How to complete this task:
The listing should be printed again without a single change.
++++++++++
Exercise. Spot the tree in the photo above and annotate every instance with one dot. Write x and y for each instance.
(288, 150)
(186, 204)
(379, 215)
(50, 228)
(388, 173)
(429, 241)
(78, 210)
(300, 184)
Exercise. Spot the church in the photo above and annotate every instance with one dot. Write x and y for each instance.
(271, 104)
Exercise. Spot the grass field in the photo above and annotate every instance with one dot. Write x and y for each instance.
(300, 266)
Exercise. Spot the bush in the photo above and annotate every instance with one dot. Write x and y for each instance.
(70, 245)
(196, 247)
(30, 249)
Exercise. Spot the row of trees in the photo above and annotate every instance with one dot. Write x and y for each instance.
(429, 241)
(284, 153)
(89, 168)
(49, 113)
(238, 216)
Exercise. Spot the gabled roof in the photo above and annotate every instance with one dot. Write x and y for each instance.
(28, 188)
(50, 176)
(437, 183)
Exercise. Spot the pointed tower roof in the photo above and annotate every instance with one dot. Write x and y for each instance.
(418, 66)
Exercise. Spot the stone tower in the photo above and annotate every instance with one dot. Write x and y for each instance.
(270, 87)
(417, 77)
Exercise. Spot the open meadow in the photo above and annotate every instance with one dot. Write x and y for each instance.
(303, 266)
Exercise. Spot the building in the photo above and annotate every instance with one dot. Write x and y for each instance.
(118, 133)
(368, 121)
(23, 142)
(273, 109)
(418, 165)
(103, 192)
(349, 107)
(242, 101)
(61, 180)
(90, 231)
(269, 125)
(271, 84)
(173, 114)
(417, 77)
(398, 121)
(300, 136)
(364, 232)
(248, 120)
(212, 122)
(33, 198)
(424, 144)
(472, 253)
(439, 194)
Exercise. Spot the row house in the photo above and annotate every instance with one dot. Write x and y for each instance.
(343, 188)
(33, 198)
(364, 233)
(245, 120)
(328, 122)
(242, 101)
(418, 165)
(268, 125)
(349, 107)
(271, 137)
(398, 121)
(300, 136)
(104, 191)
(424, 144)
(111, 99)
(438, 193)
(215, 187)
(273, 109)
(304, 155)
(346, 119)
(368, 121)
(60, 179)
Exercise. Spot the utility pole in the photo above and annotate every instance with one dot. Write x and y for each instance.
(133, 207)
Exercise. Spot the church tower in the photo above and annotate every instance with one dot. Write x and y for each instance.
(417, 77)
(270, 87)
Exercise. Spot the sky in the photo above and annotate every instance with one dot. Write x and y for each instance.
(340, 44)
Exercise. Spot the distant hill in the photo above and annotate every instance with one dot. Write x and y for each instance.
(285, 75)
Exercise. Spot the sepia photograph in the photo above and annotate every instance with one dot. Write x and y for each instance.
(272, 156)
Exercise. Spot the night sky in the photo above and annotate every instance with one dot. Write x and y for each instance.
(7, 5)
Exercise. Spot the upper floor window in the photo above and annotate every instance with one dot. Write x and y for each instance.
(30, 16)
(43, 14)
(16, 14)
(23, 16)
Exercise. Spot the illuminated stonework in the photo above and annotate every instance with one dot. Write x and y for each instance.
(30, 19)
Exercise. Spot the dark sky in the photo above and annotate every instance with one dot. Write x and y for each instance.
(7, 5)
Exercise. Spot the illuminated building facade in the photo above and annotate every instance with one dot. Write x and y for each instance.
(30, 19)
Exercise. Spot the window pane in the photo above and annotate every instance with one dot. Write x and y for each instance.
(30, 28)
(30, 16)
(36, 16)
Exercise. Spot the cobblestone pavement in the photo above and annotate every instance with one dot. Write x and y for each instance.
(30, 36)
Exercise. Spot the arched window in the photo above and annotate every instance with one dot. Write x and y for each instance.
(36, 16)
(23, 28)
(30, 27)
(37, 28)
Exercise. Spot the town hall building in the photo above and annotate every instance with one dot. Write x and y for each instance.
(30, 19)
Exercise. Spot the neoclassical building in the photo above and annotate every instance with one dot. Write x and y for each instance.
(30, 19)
++++++++++
Solution to this task:
Exercise. Spot the tree in the photo above and annotate every instance with one dot. Write x and y for each instance.
(288, 150)
(186, 204)
(379, 215)
(50, 228)
(388, 173)
(429, 241)
(78, 210)
(300, 184)
Exercise. Spot the church in the photo above and annotate every instance with one dot. Write x and y for each instance.
(271, 104)
Exercise. Spot the grass field in the photo above and annotate every instance with one dot. Write x and y for each instance.
(300, 266)
Exercise. Spot the bush in the photo above and annotate every instance with one dot. Write x and y for each instance.
(70, 245)
(196, 247)
(30, 249)
Exercise. Spot the row of trees in the photo above and annotate every instance with one dot. Write x and y for each instance.
(429, 241)
(284, 153)
(89, 168)
(49, 113)
(238, 216)
Exercise. Spot the gabled roof in the photo above and annotate every instance with one dot. Write x and y for each instance.
(28, 188)
(50, 176)
(437, 183)
Exercise. Spot the pointed tower roof in the photo above and annotate every instance with one dot. Write x and y for each instance.
(418, 66)
Exercise. Spot the stone tower in the photo above and annotate every instance with one dot. Write x and y for each instance.
(270, 87)
(417, 77)
Exercise. Spot the open meadow in the photo above and annotate every instance with one dot. Write x and y for each instance.
(303, 266)
Exercise. Spot the building in the photo above and annotate every instance with one dot. Write x and y for each instance.
(118, 133)
(368, 121)
(23, 142)
(273, 109)
(418, 165)
(103, 192)
(349, 107)
(242, 101)
(61, 180)
(90, 231)
(269, 125)
(271, 84)
(173, 114)
(417, 77)
(398, 121)
(300, 136)
(364, 232)
(248, 120)
(212, 122)
(33, 198)
(424, 144)
(472, 253)
(439, 194)
Exercise. Spot the row house in the photo above and annotate every instance with one dot. Write x and y for each instance.
(343, 188)
(33, 198)
(364, 233)
(245, 120)
(328, 122)
(242, 101)
(418, 165)
(268, 125)
(349, 107)
(271, 137)
(398, 121)
(300, 136)
(104, 191)
(424, 144)
(111, 99)
(438, 193)
(215, 187)
(273, 109)
(304, 155)
(346, 119)
(368, 121)
(60, 179)
Exercise. Spot the utility pole in the photo above and annotate every instance with one dot. Write x and y for each instance.
(133, 207)
Exercise. Spot the church tower in the photo above and annotate every instance with one dot. Write x and y for each instance.
(417, 77)
(270, 87)
Exercise. Spot the sky in the photo above and annotate every instance with one dot. Write x and y for each instance.
(340, 44)
Exercise. Spot the distant hill in the photo above and annotate every instance with one dot. Write x and y for each instance.
(285, 75)
Exercise. Spot the sepia photograph in the photo above and annotate every instance with one dot. Write x and y for each instance.
(272, 156)
Exercise. Spot the night sky in the photo above and annotate every instance with one dot. Write x and y for each instance.
(7, 5)
Exercise. Spot the upper floor window in the photo above and annotate every instance with one dot. Write x and y for each instance.
(30, 16)
(43, 14)
(16, 14)
(23, 16)
Exercise. Spot the illuminated stonework in the photo above and annotate every instance with one dot. Write x and y for each instance.
(30, 19)
Exercise. Spot the dark sky in the photo above and annotate every instance with one dot. Write x and y for each instance.
(7, 5)
Exercise. Spot the illuminated building facade in the photo above and annotate every instance with one dot. Write x and y for each instance.
(30, 19)
Exercise. Spot the window pane in the photo above and annotate every instance with one dot. Write x and y for each instance.
(30, 28)
(30, 16)
(36, 16)
Exercise. Spot the cobblestone pavement in the photo above and annotate every instance with one dot. Write x and y for each instance.
(30, 36)
Exercise. Spot the arched window in the photo above and annotate every instance with one dot. Write x and y for each instance.
(36, 16)
(23, 28)
(30, 27)
(37, 28)
Exercise. Spot the town hall building in the photo above and annotate every instance with one dot. Write x and y for each instance.
(30, 19)
Exercise. Spot the neoclassical building in the photo above and annotate every instance with one dot. Write x and y for each instance.
(30, 19)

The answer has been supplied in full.